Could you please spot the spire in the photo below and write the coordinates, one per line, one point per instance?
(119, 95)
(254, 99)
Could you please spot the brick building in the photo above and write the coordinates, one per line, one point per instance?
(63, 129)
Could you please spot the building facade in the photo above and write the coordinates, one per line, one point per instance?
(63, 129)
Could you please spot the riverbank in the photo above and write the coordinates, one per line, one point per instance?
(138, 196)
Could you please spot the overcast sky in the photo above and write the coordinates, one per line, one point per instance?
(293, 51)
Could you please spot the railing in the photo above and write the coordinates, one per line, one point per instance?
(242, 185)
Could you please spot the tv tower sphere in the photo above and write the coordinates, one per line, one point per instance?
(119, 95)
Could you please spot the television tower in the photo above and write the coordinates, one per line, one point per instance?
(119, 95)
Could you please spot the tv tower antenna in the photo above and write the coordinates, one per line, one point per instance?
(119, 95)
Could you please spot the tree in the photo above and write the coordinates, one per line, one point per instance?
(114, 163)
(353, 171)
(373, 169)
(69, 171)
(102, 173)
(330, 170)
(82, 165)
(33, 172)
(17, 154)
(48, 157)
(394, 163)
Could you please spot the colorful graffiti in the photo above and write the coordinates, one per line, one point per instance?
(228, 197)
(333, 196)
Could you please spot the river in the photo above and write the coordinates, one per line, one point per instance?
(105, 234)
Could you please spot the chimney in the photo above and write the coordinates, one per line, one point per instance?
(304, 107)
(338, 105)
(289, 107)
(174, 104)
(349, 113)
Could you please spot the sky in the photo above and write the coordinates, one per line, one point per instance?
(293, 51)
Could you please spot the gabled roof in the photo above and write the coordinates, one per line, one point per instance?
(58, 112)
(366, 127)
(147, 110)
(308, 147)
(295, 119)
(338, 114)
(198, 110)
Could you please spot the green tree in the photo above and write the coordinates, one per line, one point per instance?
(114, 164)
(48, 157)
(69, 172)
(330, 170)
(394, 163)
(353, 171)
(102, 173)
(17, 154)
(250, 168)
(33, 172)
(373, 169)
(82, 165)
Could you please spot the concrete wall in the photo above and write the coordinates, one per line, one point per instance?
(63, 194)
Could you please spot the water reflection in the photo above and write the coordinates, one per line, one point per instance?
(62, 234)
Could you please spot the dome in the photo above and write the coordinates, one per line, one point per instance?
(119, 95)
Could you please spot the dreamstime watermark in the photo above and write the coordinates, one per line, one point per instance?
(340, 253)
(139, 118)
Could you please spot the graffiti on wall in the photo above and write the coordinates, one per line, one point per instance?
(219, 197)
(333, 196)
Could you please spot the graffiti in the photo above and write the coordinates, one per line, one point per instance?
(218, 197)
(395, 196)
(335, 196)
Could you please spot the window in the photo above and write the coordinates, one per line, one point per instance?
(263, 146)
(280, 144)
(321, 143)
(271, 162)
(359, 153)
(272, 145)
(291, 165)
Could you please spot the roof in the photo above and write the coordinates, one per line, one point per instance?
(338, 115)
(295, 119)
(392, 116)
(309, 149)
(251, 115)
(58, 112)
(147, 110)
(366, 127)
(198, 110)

----

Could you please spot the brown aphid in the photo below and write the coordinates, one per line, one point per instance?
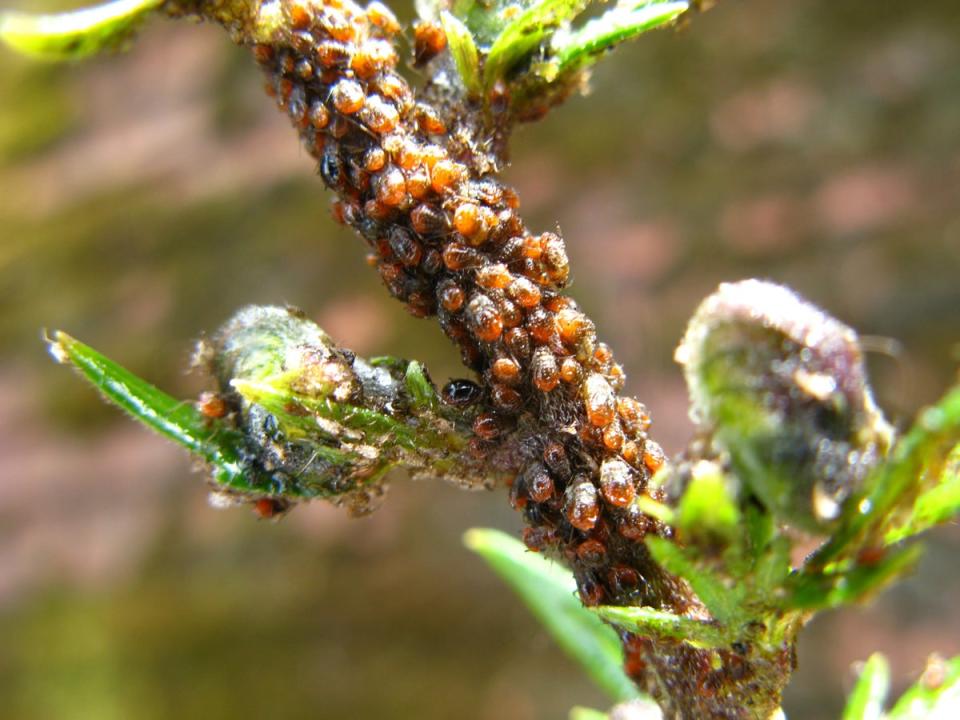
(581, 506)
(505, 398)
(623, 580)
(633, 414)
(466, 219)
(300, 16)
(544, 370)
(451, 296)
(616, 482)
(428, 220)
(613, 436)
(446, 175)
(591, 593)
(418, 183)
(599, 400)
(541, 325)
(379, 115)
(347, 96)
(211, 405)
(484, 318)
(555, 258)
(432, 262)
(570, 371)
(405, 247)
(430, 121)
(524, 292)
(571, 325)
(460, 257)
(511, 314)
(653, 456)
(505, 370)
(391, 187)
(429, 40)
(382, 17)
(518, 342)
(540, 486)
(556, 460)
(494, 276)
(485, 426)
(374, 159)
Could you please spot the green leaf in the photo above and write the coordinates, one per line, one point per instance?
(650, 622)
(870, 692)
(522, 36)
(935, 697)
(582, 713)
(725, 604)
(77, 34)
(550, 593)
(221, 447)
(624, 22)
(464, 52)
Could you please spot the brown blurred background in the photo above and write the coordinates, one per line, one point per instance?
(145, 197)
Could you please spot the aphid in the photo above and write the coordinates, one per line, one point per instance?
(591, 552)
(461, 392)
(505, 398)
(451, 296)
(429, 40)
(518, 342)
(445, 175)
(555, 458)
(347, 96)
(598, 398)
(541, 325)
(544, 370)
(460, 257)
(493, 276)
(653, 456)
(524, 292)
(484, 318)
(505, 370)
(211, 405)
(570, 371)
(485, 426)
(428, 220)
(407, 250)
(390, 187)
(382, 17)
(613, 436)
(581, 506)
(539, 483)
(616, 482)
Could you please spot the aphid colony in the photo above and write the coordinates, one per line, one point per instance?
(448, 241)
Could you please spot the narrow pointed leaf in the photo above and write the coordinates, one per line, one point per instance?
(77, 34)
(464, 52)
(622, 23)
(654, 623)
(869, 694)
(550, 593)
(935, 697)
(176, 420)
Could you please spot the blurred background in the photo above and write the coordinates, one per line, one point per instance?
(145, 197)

----

→ EXERCISE
State how many of the lines above contain the string "aphid", treating uppercase and lowercase as different. Reply with the number alone.

→ FULL RESPONSE
3